## Source text
-.-.-
The biggest red flag is the continuing ongoing defense of the agency. Reputable agencies or agents simply do not do this. We sell projects. If you don't want to work with us, fine. We don't engage in endless back and forth about whether we're legitimate. We know we are; if you think we're not, well then just "foad". We can and will tell you who we represent, by name and title. We don't need to answer basic questions in a convoluted way. Legitimate agents can answer these questions by rote, in a form letter, with one hand tied behind their back and drunk. It's utterly and completely basic. ANY agency who dithers around like this is full of crap. Avoid them.

Update: I googled "Childrens Literary Agency". The first item of 24 total was a sponsored link. All the other hits were authors or discussion boards. HUGE HUGE HUGE red flag. Reputable agents don't pay to be sponsored links on google (or advertise in Writers Digest/Market/Whatever mag) . Reputable agents have websites that work (this one didn't, at least for me), mentions at writing conferences, books sold, acknowledgments pages, and at the very least in Writers Digest listings or Gerard Jones Everyone Who's Anyone. By way of comparison, I googled myself (not Miss Snark). There are 30 listings spelled wrong, 43 spelled right and 186 for my agency name.

Another Quiz ...clearly Miss Snark is frittering away time better spent on query letters

Day Two, the subway strike. Miss Snark is not not not a happy camper. Thus, the idea of a quiz on literary death was just the thing. Try your hand at this from the University of Idaho. Geeze...which one is Idaho again?

thanks to Maud for the link


Miss Snark, role model. That other noise is hell freezing.
-.-.-
## Prompt 1
Using the post on literary agency red flags, decide whether each statement below agrees with it: (a) The Google search for "Childrens Literary Agency" turned up 24 items in total. (b) The agency's website worked when the writer tried it. (c) The quiz on literary death comes from the University of Idaho. Give yes or no for each, along with the deciding words quoted from the post.
## Prompt 2
From the records below, copy out the lines between the one holding "Please mark the region of the green" and the one holding "[[[30,76],[34,72],[46,71],[29,58],[22,56],[1,56],[0,49],[0,76]]]", inclusive.

## Exercise inputs
-.-.-
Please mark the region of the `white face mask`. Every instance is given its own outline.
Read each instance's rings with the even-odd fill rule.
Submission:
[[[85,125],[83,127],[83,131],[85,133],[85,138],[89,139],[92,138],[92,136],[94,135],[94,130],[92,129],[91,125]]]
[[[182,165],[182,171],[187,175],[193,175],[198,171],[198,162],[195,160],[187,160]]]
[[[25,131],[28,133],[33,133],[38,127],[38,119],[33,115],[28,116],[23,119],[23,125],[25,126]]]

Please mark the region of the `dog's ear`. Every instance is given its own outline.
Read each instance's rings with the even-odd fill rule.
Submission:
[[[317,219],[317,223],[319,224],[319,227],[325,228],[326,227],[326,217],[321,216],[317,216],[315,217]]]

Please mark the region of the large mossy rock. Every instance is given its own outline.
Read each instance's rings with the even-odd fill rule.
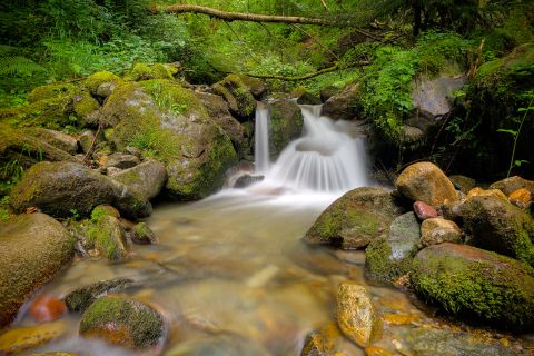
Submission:
[[[269,105],[269,152],[276,160],[286,146],[303,134],[304,117],[294,100],[283,99]]]
[[[26,298],[70,261],[73,244],[70,233],[44,214],[0,224],[0,326],[9,324]]]
[[[155,159],[115,174],[112,179],[121,182],[141,200],[155,198],[167,181],[165,166]]]
[[[98,256],[111,263],[127,257],[126,231],[116,216],[118,211],[106,205],[96,207],[91,218],[75,226],[78,236],[82,236],[81,245],[86,250],[95,250]],[[81,234],[81,235],[80,235]]]
[[[0,123],[0,167],[4,171],[2,176],[9,172],[9,168],[6,168],[6,166],[12,162],[17,162],[23,169],[28,169],[43,159],[50,161],[76,161],[72,155],[56,146],[33,136],[32,132],[17,129],[7,123]]]
[[[461,207],[472,244],[534,265],[534,219],[505,199],[475,196]]]
[[[85,312],[95,300],[110,293],[126,289],[134,284],[129,278],[101,280],[70,291],[63,300],[70,312]]]
[[[355,120],[359,119],[362,112],[362,86],[353,83],[332,96],[323,105],[320,115],[327,116],[334,120]]]
[[[69,155],[76,155],[78,151],[78,140],[70,135],[43,128],[31,128],[23,132],[63,150]]]
[[[168,192],[198,199],[222,185],[237,161],[230,139],[191,90],[170,80],[118,86],[103,107],[118,149],[134,146],[166,166]]]
[[[72,211],[88,216],[100,204],[113,205],[132,218],[151,212],[150,204],[126,186],[75,162],[39,162],[11,191],[11,205],[17,211],[37,207],[62,218],[72,216]]]
[[[243,122],[254,117],[256,99],[253,96],[251,88],[247,86],[243,77],[228,75],[221,81],[216,82],[212,88],[217,95],[225,98],[231,113],[239,121]]]
[[[416,293],[448,313],[501,328],[534,327],[534,269],[527,265],[445,243],[421,250],[412,266]]]
[[[241,123],[231,116],[228,103],[221,96],[208,92],[197,92],[196,95],[208,110],[209,117],[225,130],[225,134],[231,139],[234,146],[239,147],[244,140],[245,129]]]
[[[161,316],[148,305],[126,298],[102,297],[81,316],[80,335],[98,337],[130,348],[147,348],[160,342]]]
[[[393,220],[386,236],[370,241],[365,249],[366,273],[373,279],[393,283],[406,275],[421,244],[421,227],[414,212]]]
[[[432,206],[458,200],[458,195],[447,176],[434,164],[417,162],[400,172],[395,186],[405,197]]]
[[[387,189],[356,188],[326,208],[304,239],[344,249],[364,248],[387,234],[393,219],[400,212],[402,208],[395,205]]]

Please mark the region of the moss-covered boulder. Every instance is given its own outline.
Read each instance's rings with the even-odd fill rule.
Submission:
[[[156,346],[164,335],[161,316],[148,305],[126,298],[97,299],[81,316],[80,335],[130,348]]]
[[[23,130],[23,132],[63,150],[69,155],[76,155],[78,151],[78,140],[70,135],[43,128],[30,128]]]
[[[44,345],[66,333],[67,323],[63,320],[16,327],[0,335],[0,353],[2,355],[20,355],[24,350]]]
[[[90,75],[83,81],[83,85],[89,92],[93,96],[108,97],[117,85],[121,82],[121,79],[110,71],[97,71]],[[103,91],[105,87],[108,91]],[[99,90],[100,88],[100,90]]]
[[[108,98],[105,112],[119,148],[140,148],[167,169],[167,191],[177,199],[206,197],[222,185],[237,160],[224,130],[195,93],[170,80],[127,82]]]
[[[73,244],[70,233],[44,214],[0,222],[0,326],[70,261]]]
[[[58,98],[58,97],[69,97],[77,90],[77,87],[68,82],[56,82],[51,85],[40,86],[34,88],[28,95],[28,101],[30,103]]]
[[[320,109],[320,115],[334,120],[358,119],[362,112],[362,86],[353,83],[330,96]]]
[[[414,212],[393,220],[386,236],[374,239],[365,249],[365,270],[375,280],[393,283],[406,275],[421,244],[419,222]]]
[[[57,142],[53,144],[58,146]],[[76,161],[72,155],[46,142],[33,131],[29,132],[0,122],[0,177],[2,180],[9,180],[12,174],[20,174],[16,171],[18,167],[22,170],[28,169],[43,159]]]
[[[126,231],[119,218],[109,206],[98,206],[91,212],[91,218],[81,221],[77,235],[82,234],[81,245],[86,250],[96,250],[97,256],[103,256],[109,261],[121,261],[126,258]]]
[[[70,291],[63,300],[70,312],[85,312],[98,298],[126,289],[132,284],[134,280],[129,278],[101,280]]]
[[[246,121],[254,117],[256,100],[250,89],[237,75],[228,75],[212,86],[214,91],[228,102],[231,113],[239,120]]]
[[[83,126],[98,126],[100,103],[88,90],[81,90],[72,97],[75,113]]]
[[[432,206],[458,200],[451,180],[432,162],[409,165],[397,177],[395,186],[406,198]]]
[[[517,260],[467,245],[434,245],[416,255],[411,283],[453,315],[500,328],[534,327],[534,269]]]
[[[167,171],[159,161],[148,159],[136,167],[115,174],[112,179],[127,186],[140,199],[148,201],[164,188],[167,181]]]
[[[387,234],[402,212],[384,188],[356,188],[334,201],[318,217],[304,239],[309,244],[330,244],[345,249],[365,248]]]
[[[220,126],[225,134],[234,142],[234,146],[239,148],[244,140],[245,129],[238,120],[236,120],[228,108],[228,103],[221,96],[197,92],[197,97],[208,110],[209,117]]]
[[[534,265],[534,219],[505,199],[477,196],[461,207],[472,244]]]
[[[150,80],[150,79],[174,79],[174,75],[178,72],[178,68],[167,63],[137,63],[125,76],[125,80]]]
[[[289,99],[275,101],[268,107],[269,152],[274,161],[284,148],[303,134],[304,117],[298,105]]]
[[[17,211],[33,206],[55,217],[70,217],[72,211],[88,216],[100,204],[113,205],[134,218],[151,212],[150,204],[126,186],[76,162],[39,162],[11,191]]]
[[[59,96],[42,99],[24,107],[0,109],[0,118],[22,127],[44,127],[59,130],[72,125],[72,96]]]
[[[490,186],[490,189],[498,189],[504,192],[506,196],[510,196],[517,189],[526,189],[534,195],[534,181],[523,179],[518,176],[508,177],[498,181],[495,181]]]

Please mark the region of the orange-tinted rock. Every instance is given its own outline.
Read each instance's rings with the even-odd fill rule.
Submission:
[[[471,189],[468,192],[467,192],[467,199],[469,198],[473,198],[473,197],[496,197],[496,198],[500,198],[500,199],[503,199],[503,200],[507,200],[508,198],[506,198],[506,196],[504,195],[504,192],[502,192],[501,190],[498,189],[482,189],[481,187],[476,187],[476,188],[473,188]]]
[[[419,220],[426,220],[432,218],[437,218],[437,211],[428,204],[423,201],[414,202],[414,212],[419,218]]]
[[[458,200],[458,194],[447,176],[434,164],[408,166],[398,176],[395,186],[405,197],[436,206]]]
[[[57,320],[66,310],[63,300],[49,295],[37,297],[30,306],[30,315],[37,323]]]
[[[517,190],[514,190],[508,196],[508,200],[510,200],[510,202],[512,202],[516,207],[518,207],[521,209],[526,209],[532,204],[532,192],[528,191],[525,188],[520,188]]]

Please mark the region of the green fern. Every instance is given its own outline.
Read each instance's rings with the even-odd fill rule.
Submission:
[[[30,76],[34,72],[46,71],[29,58],[22,56],[1,56],[0,49],[0,76]]]

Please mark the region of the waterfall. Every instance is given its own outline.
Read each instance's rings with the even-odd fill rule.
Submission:
[[[277,161],[269,164],[268,109],[256,111],[256,171],[266,182],[294,190],[340,192],[368,186],[363,138],[344,132],[332,119],[320,116],[322,106],[300,106],[303,137],[289,142]]]
[[[265,174],[269,169],[269,109],[265,103],[258,102],[256,108],[254,130],[254,160],[255,171]]]
[[[320,106],[300,106],[304,136],[291,141],[267,178],[296,190],[347,191],[367,186],[364,141],[320,116]]]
-.-.-
## Written reply 1
(a) Yes: "The first item of 24 total was a sponsored link."
(b) No: "Reputable agents have websites that work (this one didn't, at least for me)"
(c) Yes: "Try your hand at this from the University of Idaho."

## Written reply 2
Please mark the region of the green fern. Every instance is given its own outline.
Read each instance's rings with the even-odd fill rule.
Submission:
[[[30,76],[34,72],[46,71],[29,58],[22,56],[1,56],[0,49],[0,76]]]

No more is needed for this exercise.